** Extrait fourni **
• • • •
Aurélie JEAN, docteur en sciences des matériaux, a plus de 10 ans d’expérience en mathématiques appliquées et en programmation informatique aux États-Unis et en France. Aurélie a appliqué ses compétences dans de nombreuses disciplines telles que l’ingénierie, la médecine, l’éducation, l’économie, la finance ou encore le journalisme. Aurélie est actuellement CTO et co-fondatrice de MixR à Los Angeles. Son motto “Coding for a brighter and better future for everyone“.
Petite, vous vous rêviez déjà scientifique ?
Aurélie Jean : Oui d’une certaine manière, j’ai toujours eu de l’appétence pour les mathématiques et la physique. Mon grand-père me racontait régulièrement des histoires autour du fonctionnement des choses m’entourant, comme pourquoi le ciel est bleu, pourquoi Neil Armstrong faisait des bonds sur la Lune… Je pense que mes grands-parents ont cultivé ma curiosité scientifique. Je me souviens avoir entendu parler du MIT à l’âge de 7 ans comme étant l’endroit où l’on cherchait à démontrer qu’il fallait mieux marcher que courir sous la pluie pour être le moins mouillé possible (rires). J’ai toujours adoré l’idée d’aller chercher des réponses à des questions surprenantes !
Vous avez fait Sorbonne Université, l’ENS et les Mines, puis avez travaillé au prestigieux MIT. Qu’avez-vous retiré de ces années de recherche ?
Aurélie Jean : La recherche, et plus particulièrement la thèse de doctorat, est selon moi la meilleure formation au monde pour construire un esprit bien fait, critique et logique. Mes années de recherche m’ont aussi conféré un sens de l’entreprenariat car d’une certaine façon on gère un groupe de recherche comme une entreprise ou une startup. On conduit ses travaux, on communique sur ses travaux, on les vend, on recherche des fonds… tout en gardant un niveau de créativité élevé afin de développer constamment des visions et des stratégies innovantes. Je suis une chercheuse dans l’âme et c’est pourquoi je suis devenue entrepreneure. De plus, je retrouve dans l’entreprenariat la liberté intellectuelle que j’ai gagnée en recherche.
• • • •
** Données **
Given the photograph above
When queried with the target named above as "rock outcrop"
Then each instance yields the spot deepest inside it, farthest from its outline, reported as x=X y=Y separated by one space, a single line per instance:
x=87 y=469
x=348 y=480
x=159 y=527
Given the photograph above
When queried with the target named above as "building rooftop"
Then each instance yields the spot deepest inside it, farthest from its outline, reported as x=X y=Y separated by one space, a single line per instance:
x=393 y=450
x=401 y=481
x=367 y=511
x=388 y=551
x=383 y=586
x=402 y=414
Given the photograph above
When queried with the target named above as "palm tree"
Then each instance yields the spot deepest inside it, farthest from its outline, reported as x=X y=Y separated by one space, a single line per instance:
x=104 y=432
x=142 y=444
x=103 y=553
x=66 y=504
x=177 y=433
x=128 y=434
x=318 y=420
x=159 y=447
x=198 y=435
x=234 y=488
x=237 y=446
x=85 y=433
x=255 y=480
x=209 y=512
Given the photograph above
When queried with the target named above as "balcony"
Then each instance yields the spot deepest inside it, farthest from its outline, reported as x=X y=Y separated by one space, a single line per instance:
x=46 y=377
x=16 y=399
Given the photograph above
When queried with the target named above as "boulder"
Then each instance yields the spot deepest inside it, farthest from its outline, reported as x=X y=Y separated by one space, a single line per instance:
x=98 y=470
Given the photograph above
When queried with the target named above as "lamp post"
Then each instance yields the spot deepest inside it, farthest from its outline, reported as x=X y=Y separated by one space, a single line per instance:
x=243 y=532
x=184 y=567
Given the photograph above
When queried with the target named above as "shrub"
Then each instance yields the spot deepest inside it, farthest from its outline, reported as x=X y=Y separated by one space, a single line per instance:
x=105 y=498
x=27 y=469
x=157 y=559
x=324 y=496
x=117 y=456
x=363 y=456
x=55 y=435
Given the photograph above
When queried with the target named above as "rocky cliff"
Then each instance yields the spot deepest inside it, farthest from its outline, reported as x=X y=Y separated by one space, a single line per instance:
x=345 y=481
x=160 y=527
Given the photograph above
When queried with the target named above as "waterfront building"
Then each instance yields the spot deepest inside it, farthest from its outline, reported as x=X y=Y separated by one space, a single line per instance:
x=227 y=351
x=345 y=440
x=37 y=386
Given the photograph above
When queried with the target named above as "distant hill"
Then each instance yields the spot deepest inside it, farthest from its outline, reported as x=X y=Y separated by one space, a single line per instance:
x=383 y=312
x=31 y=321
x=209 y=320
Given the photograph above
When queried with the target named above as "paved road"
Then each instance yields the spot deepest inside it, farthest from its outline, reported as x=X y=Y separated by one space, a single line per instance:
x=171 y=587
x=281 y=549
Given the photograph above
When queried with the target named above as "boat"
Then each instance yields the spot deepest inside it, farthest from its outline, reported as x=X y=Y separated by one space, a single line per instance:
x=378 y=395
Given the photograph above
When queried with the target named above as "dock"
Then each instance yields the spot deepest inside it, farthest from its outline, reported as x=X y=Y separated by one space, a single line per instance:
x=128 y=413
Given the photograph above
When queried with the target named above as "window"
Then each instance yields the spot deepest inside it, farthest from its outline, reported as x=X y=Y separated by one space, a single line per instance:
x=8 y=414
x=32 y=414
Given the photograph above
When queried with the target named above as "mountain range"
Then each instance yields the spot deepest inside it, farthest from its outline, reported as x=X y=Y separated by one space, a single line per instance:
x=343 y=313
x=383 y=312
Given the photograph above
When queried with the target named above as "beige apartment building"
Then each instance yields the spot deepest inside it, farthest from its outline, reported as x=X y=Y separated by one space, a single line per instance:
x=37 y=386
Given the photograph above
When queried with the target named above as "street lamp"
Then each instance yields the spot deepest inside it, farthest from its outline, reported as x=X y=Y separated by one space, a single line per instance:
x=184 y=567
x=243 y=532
• • • •
** Consigne A **
Pour chacune des affirmations suivantes, dites si elle concorde avec l’entretien avec Aurélie Jean, en citant mot pour mot le passage qui tranche : (i) Aurélie Jean est CTO et co-fondatrice de MixR à Los Angeles ; (ii) elle a entendu parler du MIT pour la première fois à l’âge de 10 ans ; (iii) c’est sa grand-mère qui lui racontait des histoires sur le fonctionnement des choses qui l’entouraient.
** Consigne B **
Relevez toutes les disciplines dans lesquelles, selon l’entretien avec Aurélie Jean, celle-ci a appliqué ses compétences.

** Résultat de l’exercice A **
(i) Oui : « Aurélie est actuellement CTO et co-fondatrice de MixR à Los Angeles ».
(ii) Non : « Je me souviens avoir entendu parler du MIT à l’âge de 7 ans ».
(iii) Non : « Mon grand-père me racontait régulièrement des histoires autour du fonctionnement des choses m’entourant ».

** Résultat de l’exercice B **
- l’ingénierie
- la médecine
- l’éducation
- l’économie
- la finance
- le journalisme